■ **Goal**
Copy the lines of the listing below word for word, starting at the line that contains "on sand</item>, it would be much appreciated." and ending at the last line of the listing.

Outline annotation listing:
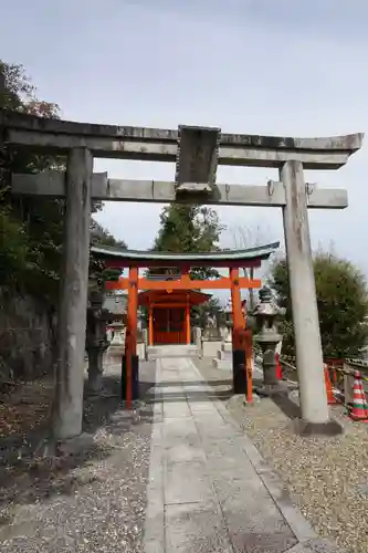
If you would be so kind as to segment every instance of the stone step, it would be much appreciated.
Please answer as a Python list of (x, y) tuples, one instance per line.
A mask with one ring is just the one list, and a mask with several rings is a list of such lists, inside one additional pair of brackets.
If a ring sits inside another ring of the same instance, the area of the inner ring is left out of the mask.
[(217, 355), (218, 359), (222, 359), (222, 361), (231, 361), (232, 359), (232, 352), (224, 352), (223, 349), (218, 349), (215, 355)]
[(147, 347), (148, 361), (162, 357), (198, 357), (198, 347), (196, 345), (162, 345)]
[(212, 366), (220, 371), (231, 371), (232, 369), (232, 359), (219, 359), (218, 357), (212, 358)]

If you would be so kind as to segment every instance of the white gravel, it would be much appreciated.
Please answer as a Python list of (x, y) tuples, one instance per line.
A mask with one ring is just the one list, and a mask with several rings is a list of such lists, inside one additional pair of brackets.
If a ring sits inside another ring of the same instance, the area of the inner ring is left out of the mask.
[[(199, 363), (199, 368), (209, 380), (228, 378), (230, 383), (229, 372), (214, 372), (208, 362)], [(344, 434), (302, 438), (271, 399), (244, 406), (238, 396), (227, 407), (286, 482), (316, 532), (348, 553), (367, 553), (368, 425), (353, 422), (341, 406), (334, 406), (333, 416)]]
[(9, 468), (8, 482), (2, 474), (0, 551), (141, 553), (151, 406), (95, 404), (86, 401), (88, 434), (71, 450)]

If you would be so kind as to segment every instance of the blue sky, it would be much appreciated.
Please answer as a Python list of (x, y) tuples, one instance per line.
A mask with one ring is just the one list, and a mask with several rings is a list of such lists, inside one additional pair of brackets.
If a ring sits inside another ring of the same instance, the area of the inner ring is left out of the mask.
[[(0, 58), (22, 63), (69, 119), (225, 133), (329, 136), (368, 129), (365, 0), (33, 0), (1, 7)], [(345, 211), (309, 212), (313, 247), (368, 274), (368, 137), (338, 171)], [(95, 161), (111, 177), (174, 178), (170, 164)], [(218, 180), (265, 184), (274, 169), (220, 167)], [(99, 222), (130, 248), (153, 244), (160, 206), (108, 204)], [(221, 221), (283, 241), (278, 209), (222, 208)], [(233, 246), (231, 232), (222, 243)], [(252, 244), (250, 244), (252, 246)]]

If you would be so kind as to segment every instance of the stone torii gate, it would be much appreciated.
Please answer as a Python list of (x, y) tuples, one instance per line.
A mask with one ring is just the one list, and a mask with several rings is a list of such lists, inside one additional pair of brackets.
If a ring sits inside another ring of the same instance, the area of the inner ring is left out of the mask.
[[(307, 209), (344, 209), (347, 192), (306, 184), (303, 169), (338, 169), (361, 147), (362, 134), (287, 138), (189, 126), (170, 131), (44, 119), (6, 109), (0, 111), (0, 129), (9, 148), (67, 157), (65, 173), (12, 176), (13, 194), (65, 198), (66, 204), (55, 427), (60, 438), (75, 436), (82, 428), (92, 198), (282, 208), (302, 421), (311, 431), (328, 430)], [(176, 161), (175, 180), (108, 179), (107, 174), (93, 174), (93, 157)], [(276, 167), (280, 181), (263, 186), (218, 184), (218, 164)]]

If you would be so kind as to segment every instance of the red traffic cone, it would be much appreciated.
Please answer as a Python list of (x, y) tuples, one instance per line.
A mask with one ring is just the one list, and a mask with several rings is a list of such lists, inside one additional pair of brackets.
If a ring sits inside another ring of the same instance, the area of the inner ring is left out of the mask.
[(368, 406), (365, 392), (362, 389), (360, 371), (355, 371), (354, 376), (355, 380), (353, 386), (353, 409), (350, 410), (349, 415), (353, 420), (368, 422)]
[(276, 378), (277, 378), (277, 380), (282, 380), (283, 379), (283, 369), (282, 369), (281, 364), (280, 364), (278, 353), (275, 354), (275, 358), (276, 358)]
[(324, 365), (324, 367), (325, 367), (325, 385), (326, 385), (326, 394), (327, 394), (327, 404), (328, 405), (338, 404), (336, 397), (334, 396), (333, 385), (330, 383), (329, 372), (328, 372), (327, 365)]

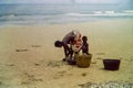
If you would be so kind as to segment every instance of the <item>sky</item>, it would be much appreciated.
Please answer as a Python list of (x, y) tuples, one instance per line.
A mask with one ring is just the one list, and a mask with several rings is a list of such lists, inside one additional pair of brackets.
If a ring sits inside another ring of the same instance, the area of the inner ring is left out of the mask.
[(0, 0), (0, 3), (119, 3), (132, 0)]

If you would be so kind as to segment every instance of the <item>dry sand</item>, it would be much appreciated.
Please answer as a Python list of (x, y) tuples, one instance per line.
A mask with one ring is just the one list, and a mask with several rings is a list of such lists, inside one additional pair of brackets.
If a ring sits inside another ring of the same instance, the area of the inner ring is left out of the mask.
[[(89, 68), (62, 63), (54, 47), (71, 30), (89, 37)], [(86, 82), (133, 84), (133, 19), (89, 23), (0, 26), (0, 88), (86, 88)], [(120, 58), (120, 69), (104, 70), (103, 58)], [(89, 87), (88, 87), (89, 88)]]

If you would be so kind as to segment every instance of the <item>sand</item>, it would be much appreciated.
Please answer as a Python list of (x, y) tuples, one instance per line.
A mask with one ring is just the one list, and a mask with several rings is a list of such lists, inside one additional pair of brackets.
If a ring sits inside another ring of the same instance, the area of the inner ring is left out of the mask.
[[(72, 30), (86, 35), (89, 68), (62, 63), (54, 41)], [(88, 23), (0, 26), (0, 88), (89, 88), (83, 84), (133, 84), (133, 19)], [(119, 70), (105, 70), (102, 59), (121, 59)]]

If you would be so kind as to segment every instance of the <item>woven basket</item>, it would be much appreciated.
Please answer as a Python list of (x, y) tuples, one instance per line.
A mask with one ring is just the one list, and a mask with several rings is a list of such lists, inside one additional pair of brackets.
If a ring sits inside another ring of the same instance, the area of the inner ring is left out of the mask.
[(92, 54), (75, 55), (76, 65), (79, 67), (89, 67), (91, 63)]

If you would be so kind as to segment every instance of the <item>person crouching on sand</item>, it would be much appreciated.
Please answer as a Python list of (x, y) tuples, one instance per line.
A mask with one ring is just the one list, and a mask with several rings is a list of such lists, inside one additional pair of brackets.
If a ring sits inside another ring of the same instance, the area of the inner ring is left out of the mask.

■ **Solution**
If you would be so kind as to segment every instance of the <item>person crouching on sand</item>, it would be much appreciated.
Please answer as a Python list of (x, y) tuples, one instance per line.
A mask with one ring is just the one list, and a mask with several rings is a list of such lists, inside one additional pair of brackets.
If a ring sits inside another ring of the same instance, the area of the inner ring is left out of the mask.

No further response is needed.